▶ [Stated task]
Transcribe exactly the lines from the one holding "In this exercise you will mark the nose" to the end of the data below, including both of those lines and no others.

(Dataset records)
— BEGIN —

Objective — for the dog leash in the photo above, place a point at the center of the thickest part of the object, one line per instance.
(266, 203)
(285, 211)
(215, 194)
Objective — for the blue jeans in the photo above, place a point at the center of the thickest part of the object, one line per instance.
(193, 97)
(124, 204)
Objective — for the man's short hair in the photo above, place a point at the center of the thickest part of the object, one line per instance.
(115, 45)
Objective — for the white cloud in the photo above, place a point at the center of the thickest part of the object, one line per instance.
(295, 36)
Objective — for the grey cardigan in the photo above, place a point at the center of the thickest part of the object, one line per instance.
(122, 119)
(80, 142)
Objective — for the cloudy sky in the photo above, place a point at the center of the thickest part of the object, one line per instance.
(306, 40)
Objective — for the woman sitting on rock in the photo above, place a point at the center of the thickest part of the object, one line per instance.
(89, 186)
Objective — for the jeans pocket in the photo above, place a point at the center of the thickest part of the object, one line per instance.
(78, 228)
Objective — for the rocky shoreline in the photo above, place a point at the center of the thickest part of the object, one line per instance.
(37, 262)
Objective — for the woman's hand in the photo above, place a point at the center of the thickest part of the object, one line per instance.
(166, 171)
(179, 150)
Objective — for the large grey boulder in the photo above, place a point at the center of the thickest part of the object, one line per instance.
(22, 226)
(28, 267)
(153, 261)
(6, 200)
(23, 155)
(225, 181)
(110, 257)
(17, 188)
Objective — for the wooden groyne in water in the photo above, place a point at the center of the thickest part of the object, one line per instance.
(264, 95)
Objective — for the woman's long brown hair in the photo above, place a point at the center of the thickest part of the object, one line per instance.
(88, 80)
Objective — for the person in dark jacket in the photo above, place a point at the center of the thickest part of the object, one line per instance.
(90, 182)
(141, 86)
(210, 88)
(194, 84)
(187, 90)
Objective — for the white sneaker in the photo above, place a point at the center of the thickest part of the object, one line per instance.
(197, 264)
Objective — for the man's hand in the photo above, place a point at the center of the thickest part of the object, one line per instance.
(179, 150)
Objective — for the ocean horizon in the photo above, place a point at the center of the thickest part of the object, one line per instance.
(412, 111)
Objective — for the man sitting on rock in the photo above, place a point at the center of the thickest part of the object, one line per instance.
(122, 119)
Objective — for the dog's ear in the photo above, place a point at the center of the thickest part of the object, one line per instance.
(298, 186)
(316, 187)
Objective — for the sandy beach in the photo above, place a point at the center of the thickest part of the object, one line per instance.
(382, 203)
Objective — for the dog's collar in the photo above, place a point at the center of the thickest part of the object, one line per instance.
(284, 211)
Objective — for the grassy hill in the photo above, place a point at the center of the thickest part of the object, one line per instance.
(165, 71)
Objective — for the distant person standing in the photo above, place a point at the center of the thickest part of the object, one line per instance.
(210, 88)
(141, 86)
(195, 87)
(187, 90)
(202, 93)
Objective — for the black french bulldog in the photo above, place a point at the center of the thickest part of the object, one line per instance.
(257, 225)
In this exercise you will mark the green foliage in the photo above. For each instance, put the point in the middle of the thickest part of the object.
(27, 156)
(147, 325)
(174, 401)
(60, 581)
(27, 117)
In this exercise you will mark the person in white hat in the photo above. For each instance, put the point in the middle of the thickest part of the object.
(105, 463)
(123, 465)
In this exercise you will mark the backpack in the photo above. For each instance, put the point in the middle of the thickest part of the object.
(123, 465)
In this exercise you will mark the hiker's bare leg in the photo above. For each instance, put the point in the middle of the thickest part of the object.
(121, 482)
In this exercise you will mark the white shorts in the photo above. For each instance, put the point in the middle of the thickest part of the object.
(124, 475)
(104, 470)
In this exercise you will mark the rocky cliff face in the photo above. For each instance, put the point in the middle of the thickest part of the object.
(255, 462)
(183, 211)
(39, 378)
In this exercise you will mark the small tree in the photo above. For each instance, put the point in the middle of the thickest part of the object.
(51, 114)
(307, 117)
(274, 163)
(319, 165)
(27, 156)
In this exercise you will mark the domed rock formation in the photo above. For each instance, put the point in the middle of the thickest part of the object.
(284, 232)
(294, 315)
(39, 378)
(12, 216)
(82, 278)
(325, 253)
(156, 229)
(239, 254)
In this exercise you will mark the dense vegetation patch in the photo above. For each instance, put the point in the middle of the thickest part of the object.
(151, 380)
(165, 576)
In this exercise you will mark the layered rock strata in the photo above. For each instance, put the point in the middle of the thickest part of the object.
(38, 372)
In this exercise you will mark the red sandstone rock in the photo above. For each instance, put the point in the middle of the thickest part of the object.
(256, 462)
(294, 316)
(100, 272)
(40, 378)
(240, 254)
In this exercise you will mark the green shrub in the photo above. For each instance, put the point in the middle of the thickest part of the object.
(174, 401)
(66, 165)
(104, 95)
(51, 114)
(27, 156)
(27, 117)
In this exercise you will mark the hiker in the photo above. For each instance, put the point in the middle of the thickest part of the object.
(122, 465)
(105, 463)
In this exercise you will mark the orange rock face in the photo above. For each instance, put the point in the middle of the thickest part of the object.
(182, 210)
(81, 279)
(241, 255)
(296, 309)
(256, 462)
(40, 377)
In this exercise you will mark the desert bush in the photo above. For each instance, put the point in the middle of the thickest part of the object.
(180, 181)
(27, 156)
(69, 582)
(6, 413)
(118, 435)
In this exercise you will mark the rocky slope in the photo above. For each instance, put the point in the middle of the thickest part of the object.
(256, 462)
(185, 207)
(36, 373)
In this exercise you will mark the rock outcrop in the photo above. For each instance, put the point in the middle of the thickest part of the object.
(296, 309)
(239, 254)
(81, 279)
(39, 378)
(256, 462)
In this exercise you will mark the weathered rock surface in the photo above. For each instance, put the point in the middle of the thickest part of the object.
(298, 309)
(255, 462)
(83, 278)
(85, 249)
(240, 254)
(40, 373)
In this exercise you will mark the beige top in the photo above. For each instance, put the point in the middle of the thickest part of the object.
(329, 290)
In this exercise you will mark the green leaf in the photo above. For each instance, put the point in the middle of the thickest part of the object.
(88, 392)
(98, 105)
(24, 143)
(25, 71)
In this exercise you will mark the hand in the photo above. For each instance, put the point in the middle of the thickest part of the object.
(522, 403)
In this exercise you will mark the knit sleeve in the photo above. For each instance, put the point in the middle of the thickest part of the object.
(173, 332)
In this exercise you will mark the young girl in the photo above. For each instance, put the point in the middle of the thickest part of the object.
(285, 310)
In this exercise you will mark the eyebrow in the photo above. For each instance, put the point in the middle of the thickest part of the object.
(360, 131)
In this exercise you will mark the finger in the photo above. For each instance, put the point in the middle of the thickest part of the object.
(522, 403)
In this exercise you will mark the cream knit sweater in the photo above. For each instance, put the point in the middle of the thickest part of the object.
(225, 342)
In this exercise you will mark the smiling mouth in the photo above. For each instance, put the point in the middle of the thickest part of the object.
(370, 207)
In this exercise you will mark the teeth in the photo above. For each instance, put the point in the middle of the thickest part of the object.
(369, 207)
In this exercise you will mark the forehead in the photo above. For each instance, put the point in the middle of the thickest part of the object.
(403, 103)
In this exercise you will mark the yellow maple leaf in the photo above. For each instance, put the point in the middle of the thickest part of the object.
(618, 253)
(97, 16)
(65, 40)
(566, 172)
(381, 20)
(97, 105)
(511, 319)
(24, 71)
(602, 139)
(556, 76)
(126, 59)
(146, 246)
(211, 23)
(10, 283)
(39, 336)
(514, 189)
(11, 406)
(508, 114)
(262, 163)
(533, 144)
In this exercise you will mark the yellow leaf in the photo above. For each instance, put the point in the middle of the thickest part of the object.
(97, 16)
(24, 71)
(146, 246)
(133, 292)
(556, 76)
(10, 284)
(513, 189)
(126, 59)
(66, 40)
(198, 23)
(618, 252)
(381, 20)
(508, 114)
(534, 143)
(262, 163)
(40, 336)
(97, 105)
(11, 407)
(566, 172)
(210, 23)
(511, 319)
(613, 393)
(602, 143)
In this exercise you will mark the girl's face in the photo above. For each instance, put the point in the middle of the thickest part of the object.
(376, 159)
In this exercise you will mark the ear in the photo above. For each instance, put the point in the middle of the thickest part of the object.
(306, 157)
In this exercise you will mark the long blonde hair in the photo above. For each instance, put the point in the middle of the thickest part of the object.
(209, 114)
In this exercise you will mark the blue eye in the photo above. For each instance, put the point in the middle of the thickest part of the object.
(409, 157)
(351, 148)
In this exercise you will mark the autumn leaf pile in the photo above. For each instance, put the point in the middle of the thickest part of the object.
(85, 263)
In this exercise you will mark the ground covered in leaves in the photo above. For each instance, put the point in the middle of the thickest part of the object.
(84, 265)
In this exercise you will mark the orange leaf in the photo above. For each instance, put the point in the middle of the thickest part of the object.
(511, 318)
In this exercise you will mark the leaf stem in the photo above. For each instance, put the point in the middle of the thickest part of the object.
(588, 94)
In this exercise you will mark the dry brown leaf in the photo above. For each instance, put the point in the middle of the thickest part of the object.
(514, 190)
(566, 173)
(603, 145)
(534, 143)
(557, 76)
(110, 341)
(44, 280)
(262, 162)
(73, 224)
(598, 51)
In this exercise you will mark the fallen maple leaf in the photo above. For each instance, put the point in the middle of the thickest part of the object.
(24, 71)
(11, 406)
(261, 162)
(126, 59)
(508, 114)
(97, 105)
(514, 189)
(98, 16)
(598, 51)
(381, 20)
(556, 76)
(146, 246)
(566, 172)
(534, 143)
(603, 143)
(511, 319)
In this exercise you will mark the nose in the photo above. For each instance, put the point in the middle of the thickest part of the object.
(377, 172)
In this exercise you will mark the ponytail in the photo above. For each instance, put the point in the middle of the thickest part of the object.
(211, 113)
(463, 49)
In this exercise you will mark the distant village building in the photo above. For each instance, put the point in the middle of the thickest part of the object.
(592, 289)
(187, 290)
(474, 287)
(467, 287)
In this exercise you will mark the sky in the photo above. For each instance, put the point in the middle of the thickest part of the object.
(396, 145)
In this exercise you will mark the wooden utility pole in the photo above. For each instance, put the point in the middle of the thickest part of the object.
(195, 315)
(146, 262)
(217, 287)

— END —

▶ [Complete output]
In this exercise you will mark the nose in the photo above. For each instance, put the point in the middle of the thickest part of the object.
(377, 172)
In this exercise you will mark the ponytail in the photo above. For each instance, put the point in the middle of the thickest part of the object.
(211, 113)
(463, 49)
In this exercise you will mark the distant village building in the photo above. For each instance, put the point in the middle of the thickest part of the object.
(592, 289)
(187, 290)
(474, 287)
(467, 287)
In this exercise you will mark the sky in the photo above. For each instance, put the point in the middle of the thickest part of the object.
(396, 145)
In this exercise you will mark the wooden utility pole in the photo above. For each instance, put the point in the middle of the thickest part of the object.
(195, 315)
(146, 262)
(217, 287)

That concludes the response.